Exercise aim
Copy out everything in the rows below, from the line containing "object_class: white taxiway marking" down to the line containing "214;177;260;225", with both of those lines included. Leave the pictures out of your copy.

* Begin *

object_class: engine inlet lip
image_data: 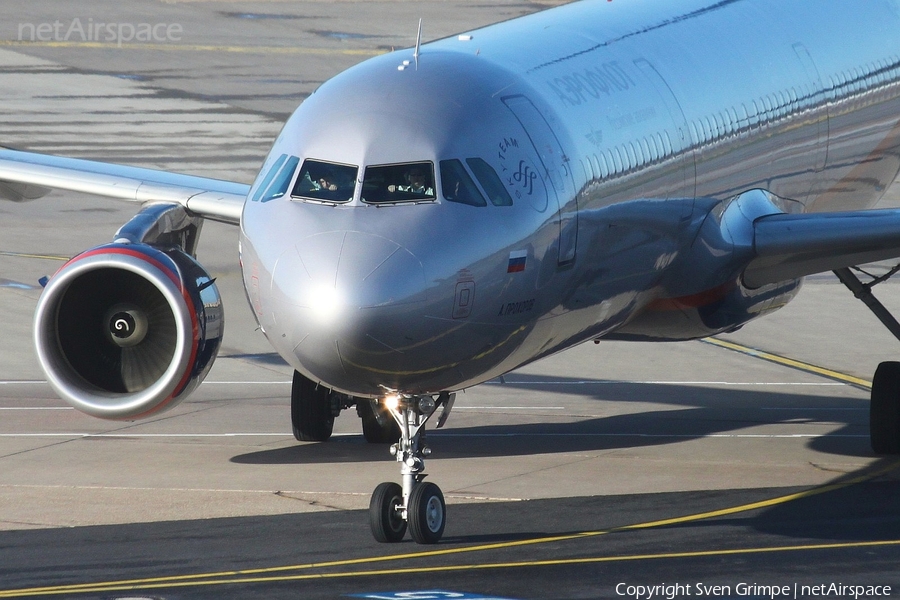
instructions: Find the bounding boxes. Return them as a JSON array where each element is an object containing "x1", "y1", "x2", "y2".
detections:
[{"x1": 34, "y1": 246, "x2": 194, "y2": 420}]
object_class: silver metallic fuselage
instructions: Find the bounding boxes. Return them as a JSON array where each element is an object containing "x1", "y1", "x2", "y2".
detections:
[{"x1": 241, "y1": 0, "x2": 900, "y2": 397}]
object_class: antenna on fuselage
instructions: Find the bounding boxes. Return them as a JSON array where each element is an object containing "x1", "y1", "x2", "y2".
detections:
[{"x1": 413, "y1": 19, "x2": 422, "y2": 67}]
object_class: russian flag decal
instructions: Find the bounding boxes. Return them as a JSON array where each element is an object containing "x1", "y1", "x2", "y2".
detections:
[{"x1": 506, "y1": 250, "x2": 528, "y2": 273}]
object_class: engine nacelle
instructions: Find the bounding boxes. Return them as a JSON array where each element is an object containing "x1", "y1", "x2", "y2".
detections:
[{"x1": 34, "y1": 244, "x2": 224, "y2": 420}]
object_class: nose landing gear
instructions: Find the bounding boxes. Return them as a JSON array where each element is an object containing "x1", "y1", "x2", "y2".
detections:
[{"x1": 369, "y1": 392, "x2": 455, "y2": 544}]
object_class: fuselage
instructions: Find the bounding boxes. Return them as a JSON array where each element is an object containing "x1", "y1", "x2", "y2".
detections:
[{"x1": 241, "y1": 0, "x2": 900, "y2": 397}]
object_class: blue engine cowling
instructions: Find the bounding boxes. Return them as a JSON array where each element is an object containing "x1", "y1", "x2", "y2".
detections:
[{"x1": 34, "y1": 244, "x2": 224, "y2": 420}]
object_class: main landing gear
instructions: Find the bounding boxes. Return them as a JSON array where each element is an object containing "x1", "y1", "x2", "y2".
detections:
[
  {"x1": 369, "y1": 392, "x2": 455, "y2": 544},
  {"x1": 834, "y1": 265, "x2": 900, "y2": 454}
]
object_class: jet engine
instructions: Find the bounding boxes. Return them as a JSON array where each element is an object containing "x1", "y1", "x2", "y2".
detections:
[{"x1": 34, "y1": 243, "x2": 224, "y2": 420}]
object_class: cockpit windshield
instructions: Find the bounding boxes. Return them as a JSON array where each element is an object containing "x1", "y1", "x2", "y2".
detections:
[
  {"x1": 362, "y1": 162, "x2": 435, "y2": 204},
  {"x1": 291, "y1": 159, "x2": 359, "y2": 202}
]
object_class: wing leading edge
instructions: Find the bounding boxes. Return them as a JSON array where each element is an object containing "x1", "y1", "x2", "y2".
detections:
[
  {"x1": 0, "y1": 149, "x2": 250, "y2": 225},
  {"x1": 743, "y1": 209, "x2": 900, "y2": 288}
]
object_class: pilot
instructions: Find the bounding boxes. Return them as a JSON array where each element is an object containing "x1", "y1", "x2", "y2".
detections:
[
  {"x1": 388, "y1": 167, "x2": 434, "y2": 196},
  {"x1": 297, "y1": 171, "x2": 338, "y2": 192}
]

* End *
* Begin *

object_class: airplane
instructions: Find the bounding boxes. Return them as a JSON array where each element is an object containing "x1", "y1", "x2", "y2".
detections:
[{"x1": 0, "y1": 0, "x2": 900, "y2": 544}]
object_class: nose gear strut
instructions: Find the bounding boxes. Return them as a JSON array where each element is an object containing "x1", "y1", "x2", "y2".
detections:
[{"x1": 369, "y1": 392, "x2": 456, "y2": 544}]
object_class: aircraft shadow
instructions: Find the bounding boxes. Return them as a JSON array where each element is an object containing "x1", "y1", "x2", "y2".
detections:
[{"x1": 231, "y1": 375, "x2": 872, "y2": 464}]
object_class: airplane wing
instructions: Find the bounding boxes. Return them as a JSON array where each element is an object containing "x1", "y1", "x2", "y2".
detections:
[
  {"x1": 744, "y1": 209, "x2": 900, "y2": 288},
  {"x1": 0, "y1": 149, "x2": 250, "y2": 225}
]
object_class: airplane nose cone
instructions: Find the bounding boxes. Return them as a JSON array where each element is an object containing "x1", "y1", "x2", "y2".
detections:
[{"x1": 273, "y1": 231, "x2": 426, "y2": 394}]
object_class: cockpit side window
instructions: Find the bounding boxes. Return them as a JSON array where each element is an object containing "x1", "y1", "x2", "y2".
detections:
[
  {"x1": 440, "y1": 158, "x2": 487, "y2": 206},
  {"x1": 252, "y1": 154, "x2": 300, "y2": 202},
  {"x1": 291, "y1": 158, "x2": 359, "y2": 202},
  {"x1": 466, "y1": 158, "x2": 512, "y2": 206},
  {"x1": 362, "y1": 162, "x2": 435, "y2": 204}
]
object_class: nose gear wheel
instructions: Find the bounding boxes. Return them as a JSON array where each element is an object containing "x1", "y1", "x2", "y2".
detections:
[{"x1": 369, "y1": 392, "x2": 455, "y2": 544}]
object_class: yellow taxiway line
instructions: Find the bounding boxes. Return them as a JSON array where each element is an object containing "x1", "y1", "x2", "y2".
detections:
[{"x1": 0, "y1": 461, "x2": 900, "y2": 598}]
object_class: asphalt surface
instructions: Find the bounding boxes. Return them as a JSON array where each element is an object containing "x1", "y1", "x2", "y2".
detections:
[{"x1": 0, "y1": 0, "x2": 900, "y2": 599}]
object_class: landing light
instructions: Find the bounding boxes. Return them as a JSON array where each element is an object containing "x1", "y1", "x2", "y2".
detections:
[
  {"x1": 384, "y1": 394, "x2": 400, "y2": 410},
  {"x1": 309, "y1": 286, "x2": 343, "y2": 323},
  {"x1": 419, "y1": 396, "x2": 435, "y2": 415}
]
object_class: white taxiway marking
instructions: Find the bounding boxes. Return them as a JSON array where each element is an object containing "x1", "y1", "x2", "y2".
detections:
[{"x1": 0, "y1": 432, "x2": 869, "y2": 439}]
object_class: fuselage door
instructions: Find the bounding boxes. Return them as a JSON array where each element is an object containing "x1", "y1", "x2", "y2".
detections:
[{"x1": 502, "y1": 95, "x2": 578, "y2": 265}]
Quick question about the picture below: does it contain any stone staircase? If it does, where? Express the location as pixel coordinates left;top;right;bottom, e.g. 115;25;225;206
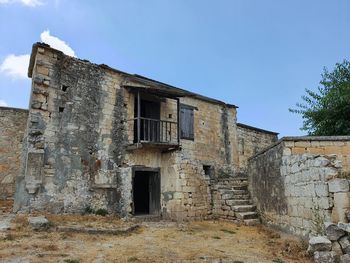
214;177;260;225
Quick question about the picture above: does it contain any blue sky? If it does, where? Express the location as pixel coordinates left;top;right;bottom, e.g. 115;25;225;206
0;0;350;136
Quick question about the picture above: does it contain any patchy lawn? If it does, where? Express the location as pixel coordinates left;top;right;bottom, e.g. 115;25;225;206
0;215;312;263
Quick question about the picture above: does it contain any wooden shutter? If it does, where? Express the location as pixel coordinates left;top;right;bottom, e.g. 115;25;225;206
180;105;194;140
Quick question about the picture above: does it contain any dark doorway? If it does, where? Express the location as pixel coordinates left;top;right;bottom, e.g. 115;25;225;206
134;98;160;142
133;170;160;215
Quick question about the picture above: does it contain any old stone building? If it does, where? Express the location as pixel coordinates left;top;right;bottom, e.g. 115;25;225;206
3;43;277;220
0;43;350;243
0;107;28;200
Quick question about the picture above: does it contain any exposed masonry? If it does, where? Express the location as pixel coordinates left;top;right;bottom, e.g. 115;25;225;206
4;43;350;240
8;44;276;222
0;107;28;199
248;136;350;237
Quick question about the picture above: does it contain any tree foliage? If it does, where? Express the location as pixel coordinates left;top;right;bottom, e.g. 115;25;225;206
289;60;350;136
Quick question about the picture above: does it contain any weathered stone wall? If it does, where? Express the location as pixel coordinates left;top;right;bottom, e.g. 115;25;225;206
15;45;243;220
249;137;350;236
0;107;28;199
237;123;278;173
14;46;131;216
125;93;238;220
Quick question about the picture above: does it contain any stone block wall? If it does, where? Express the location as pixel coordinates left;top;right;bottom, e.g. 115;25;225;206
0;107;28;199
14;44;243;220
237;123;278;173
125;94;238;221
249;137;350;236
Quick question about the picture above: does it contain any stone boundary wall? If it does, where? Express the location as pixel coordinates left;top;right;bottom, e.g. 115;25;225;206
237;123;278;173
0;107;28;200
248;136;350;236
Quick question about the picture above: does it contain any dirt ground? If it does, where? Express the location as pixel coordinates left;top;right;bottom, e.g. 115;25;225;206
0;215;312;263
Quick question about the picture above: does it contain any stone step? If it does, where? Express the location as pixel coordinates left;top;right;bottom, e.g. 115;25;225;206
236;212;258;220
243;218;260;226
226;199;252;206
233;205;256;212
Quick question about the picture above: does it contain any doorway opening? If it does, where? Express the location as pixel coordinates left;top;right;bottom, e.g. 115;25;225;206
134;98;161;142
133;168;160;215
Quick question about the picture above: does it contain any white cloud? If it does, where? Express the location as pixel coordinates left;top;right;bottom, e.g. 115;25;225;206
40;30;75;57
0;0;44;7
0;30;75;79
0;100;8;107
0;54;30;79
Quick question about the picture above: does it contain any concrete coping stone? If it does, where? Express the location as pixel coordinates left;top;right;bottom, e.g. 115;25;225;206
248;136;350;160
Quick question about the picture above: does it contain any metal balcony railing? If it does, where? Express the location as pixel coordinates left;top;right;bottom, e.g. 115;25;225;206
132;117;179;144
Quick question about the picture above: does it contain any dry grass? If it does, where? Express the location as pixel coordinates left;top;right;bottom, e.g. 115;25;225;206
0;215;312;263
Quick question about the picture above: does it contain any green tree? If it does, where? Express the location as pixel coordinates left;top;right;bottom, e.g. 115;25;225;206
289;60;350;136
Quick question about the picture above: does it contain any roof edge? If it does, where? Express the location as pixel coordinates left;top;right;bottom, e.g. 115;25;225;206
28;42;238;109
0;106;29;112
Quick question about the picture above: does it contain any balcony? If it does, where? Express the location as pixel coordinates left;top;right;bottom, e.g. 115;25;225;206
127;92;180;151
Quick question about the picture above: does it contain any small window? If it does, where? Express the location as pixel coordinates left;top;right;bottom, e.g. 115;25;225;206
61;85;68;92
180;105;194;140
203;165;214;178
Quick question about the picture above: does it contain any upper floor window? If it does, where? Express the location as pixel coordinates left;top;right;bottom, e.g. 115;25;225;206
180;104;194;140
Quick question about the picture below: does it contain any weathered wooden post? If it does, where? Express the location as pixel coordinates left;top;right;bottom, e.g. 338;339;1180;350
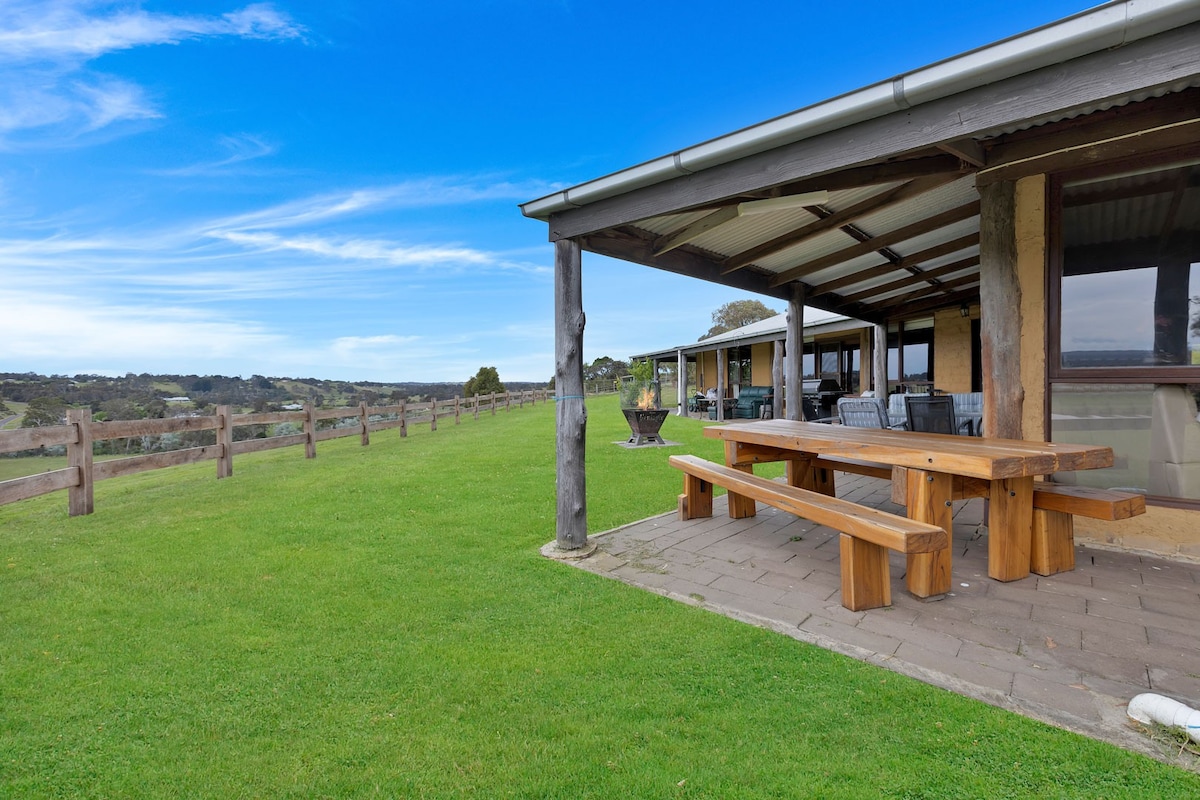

* End *

In response
object_class: white taxiway marking
instructions: Find the bounding boxes. Return them as a JSON array where each element is an object containing "x1", "y1", "x2", "y2".
detections:
[{"x1": 0, "y1": 432, "x2": 869, "y2": 439}]
object_class: fuselage door
instructions: Find the bounding boxes. Return them as a JSON array where each element is an object containing "x1", "y1", "x2", "y2".
detections:
[{"x1": 502, "y1": 95, "x2": 578, "y2": 265}]
Quick question about the picture below: does it contain any stone staircase? If it does, where? Express the location as pixel coordinates left;top;right;bottom, e.g. 115;25;225;206
214;177;260;225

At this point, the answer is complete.